++++ Page excerpt ++++
That would be Eminem, of course. While 50 rides around with more armor on his vehicle than the pope, wears a bulletproof vest for added protection, has already been shot nine times and talks about constantly being watched by the police, the only people the world's most-talked-about MC fears are those who believe in him the most - his bosses, Marshall and Andre.
"I fear not fitting in with Eminem and Dr. Dre," 50 explained earlier in the day while sitting in a Miami studio. "That's what counts to me. That other stuff [the threat of violence] has already been a part of my life, none of that is new. They signed me, so I'll never be equivalent to Eminem or Dr. Dre. If Em says I'm the future of music, then what he's saying is he's the future of music because he signed me."
"I didn't know it was going to be this big of a problem," Em, hiding a smile, joked about 50's notoriety while on the set of the "In Da Club" video.
Maybe if Em and Dre hadn't caused their own media maelstroms throughout the years, the controversial duo would've been alarmed by now. Since Shady/Aftermath inked their newest signee in September, 50's been in the headlines repeatedly, though not for his music.
Reports erroneously linked him to the murder of his former mentor Jam Master Jay. 50 and the G-Unit were arrested on New Year's Eve in New York for gun possession (although 50 and the G-Unit's Lloyd Banks made bail, the third member, Tony Yayo, is still in jail for prior charges). A few weeks later, the offices of Violator, the company that manages the beefed-up Queens MC, were riddled by bullets, by gunmen who are still on the loose. Most recently, a 50 club date in San Francisco was canceled because thousands of ticketless fans were congregating outside and stopping traffic.
The rapper shrugs it all off. "I don't get worked up or excited about situations I can't control because it's not in my power, so I might appear crazy to some people," he said.
Those working with rap's Next Big Thing aren't labeling him certifiable yet, but they do want the 26-year-old to keep his priorities straight.
++++
*Parts of the exercise:*
**a.** Print the stretch of the article about 50 from "Maybe if Em" through "for his music.".
**b.** In the article about 50, why does he say he doesn't get worked up or excited about certain situations?
++++ Record excerpts ++++
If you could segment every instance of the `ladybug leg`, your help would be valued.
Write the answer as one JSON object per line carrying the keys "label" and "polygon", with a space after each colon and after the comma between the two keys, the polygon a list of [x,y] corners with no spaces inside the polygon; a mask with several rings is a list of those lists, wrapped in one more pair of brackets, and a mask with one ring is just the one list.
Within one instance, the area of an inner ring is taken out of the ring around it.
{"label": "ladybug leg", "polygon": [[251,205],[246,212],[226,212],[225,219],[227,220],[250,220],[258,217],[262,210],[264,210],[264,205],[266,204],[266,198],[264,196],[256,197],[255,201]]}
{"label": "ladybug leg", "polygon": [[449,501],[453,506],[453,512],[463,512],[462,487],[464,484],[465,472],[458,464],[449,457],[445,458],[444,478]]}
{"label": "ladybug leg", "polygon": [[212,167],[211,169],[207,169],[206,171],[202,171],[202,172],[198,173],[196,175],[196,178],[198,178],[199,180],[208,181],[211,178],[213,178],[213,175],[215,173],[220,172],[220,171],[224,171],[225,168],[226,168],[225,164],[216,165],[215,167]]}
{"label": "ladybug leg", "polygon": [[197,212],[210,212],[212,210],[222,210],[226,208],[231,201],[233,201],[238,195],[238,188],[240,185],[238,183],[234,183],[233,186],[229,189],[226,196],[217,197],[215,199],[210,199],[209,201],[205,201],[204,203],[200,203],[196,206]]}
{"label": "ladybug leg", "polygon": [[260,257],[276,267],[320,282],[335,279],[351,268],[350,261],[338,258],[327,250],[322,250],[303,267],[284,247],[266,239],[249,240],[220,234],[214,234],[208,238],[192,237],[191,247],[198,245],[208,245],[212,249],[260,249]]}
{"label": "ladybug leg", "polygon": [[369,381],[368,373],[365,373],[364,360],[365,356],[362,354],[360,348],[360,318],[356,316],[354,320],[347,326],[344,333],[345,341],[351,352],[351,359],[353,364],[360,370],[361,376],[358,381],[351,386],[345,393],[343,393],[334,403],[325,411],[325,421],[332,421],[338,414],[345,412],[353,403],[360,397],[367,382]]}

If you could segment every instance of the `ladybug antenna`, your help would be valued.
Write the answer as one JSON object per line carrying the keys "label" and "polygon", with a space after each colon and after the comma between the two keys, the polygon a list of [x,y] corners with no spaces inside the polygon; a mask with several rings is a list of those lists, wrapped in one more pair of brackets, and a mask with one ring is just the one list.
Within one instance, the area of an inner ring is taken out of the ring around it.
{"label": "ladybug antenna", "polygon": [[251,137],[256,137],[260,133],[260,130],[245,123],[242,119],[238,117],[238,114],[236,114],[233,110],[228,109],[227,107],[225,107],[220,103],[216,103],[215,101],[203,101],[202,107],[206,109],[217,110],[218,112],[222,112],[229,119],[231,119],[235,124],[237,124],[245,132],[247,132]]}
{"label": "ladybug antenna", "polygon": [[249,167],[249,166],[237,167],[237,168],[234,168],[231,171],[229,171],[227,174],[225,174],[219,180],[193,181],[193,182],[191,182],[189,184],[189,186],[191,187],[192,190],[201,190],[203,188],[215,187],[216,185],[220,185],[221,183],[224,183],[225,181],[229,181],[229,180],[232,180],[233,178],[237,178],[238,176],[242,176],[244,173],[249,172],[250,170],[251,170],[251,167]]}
++++
*Responses to the exercise:*
**a.**
Maybe if Em and Dre hadn't caused their own media maelstroms throughout the years, the controversial duo would've been alarmed by now. Since Shady/Aftermath inked their newest signee in September, 50's been in the headlines repeatedly, though not for his music.

**b.** He says he can't control those situations, so they aren't in his power. He adds that this may make him look crazy to some people.